Begin

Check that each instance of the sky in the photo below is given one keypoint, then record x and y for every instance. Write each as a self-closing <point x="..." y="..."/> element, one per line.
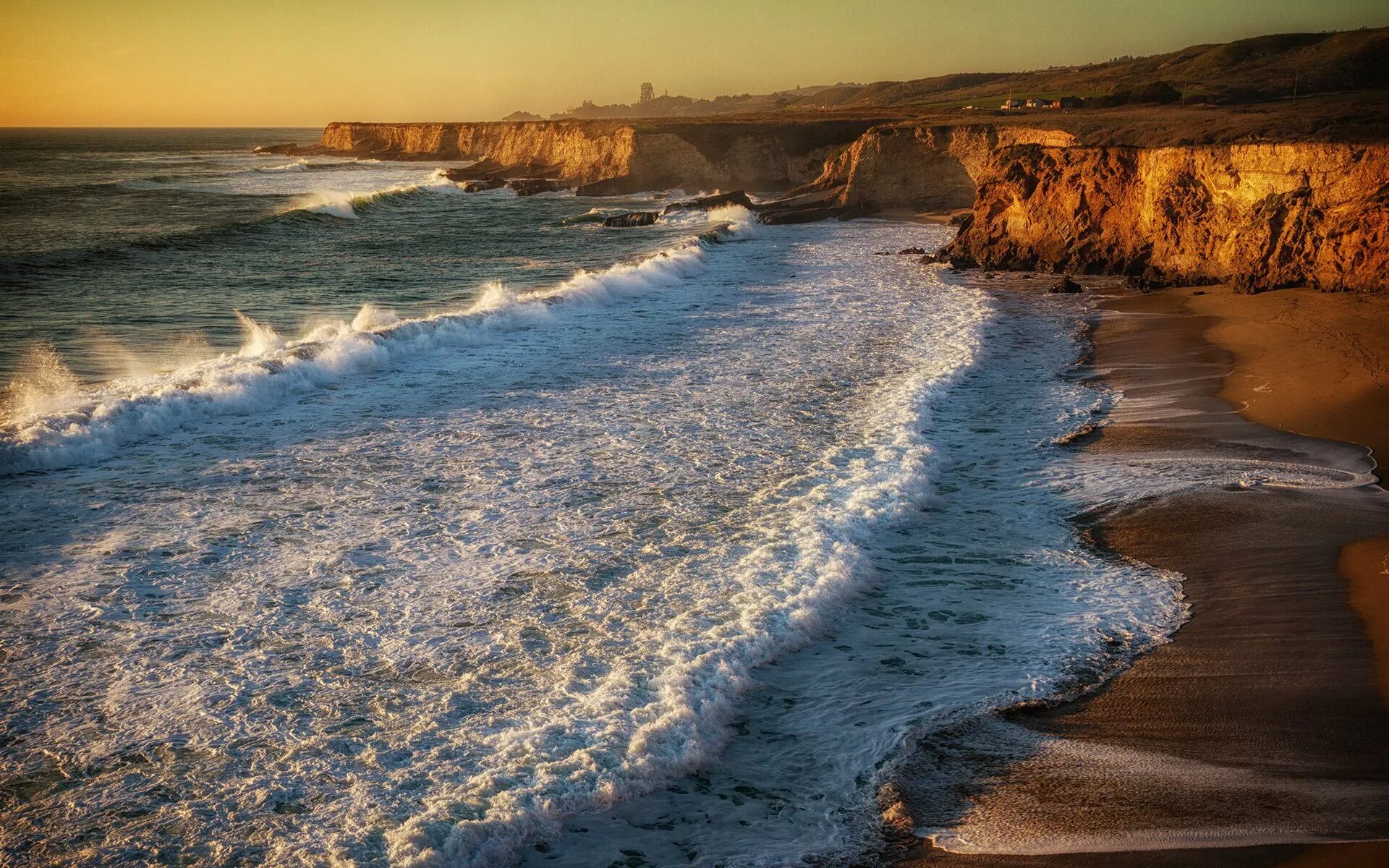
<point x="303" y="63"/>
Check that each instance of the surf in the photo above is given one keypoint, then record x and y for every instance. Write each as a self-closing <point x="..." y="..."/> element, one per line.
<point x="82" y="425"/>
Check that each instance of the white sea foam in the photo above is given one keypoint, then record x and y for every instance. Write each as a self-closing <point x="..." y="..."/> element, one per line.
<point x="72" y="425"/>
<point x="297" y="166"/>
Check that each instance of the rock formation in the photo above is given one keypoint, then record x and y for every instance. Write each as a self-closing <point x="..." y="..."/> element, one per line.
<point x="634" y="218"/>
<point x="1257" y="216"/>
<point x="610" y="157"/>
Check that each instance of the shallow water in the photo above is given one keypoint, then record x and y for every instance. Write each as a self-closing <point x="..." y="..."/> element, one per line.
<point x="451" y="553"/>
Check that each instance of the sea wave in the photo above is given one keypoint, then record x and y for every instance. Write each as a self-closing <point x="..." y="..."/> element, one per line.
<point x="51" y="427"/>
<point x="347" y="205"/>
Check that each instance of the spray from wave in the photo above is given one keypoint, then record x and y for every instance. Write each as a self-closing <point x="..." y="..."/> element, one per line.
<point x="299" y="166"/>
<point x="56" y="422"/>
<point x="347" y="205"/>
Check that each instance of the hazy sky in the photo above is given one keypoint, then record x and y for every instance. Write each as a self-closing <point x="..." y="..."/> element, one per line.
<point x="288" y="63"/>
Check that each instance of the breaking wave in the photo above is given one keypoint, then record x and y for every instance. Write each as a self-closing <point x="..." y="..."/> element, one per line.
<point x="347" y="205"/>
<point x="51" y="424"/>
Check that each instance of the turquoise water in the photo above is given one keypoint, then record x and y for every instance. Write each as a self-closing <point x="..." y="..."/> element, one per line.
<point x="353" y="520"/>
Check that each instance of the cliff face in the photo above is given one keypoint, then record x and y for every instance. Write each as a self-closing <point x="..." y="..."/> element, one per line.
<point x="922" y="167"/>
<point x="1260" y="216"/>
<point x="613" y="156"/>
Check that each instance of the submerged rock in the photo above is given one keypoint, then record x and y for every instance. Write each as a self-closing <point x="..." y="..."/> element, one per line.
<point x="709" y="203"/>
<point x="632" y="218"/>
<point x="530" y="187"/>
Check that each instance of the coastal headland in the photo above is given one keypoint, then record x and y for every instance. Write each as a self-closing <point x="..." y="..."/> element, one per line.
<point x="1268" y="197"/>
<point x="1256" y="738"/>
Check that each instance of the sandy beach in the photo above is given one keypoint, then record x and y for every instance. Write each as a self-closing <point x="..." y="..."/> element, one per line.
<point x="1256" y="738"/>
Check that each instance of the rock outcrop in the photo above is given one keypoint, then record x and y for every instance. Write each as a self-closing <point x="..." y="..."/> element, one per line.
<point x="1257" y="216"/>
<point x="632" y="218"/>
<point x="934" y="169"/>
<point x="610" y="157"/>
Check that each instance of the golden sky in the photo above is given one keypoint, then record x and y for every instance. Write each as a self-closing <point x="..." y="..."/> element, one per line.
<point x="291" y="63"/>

End
Begin

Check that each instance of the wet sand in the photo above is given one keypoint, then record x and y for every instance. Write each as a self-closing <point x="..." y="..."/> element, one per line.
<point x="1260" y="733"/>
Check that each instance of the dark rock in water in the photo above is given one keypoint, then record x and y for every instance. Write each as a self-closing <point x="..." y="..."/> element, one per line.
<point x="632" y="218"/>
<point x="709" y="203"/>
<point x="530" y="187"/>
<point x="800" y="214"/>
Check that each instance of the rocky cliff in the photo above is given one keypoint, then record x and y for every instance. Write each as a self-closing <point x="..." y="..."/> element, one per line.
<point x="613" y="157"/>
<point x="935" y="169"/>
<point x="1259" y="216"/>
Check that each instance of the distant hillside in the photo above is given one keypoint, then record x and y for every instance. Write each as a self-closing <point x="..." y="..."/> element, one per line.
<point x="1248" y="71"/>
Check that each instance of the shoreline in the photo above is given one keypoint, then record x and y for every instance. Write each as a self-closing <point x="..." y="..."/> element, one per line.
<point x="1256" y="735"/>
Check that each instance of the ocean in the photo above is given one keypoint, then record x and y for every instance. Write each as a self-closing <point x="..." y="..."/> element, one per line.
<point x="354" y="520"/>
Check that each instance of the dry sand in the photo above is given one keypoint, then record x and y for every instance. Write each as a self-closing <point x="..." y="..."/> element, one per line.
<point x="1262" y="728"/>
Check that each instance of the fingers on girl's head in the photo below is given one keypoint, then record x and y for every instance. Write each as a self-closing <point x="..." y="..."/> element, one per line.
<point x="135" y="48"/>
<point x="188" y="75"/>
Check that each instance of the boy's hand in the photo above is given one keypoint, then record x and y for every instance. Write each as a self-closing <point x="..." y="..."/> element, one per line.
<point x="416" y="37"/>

End

» YOUR OBJECTIVE: Show every line of the items above that contains the string "cliff". Letter case counts.

» SOLUTION:
Check that each instance of the cliff face in the photo above is given one keypoint, then record x and y for every instance. Write each as a self-closing <point x="..." y="..."/> element, one per line.
Check that each instance of the rocky cliff in the photo above is given one keypoint, then record x and y for every instance. Write each as a self-closing <point x="..." y="..."/> element, one per line.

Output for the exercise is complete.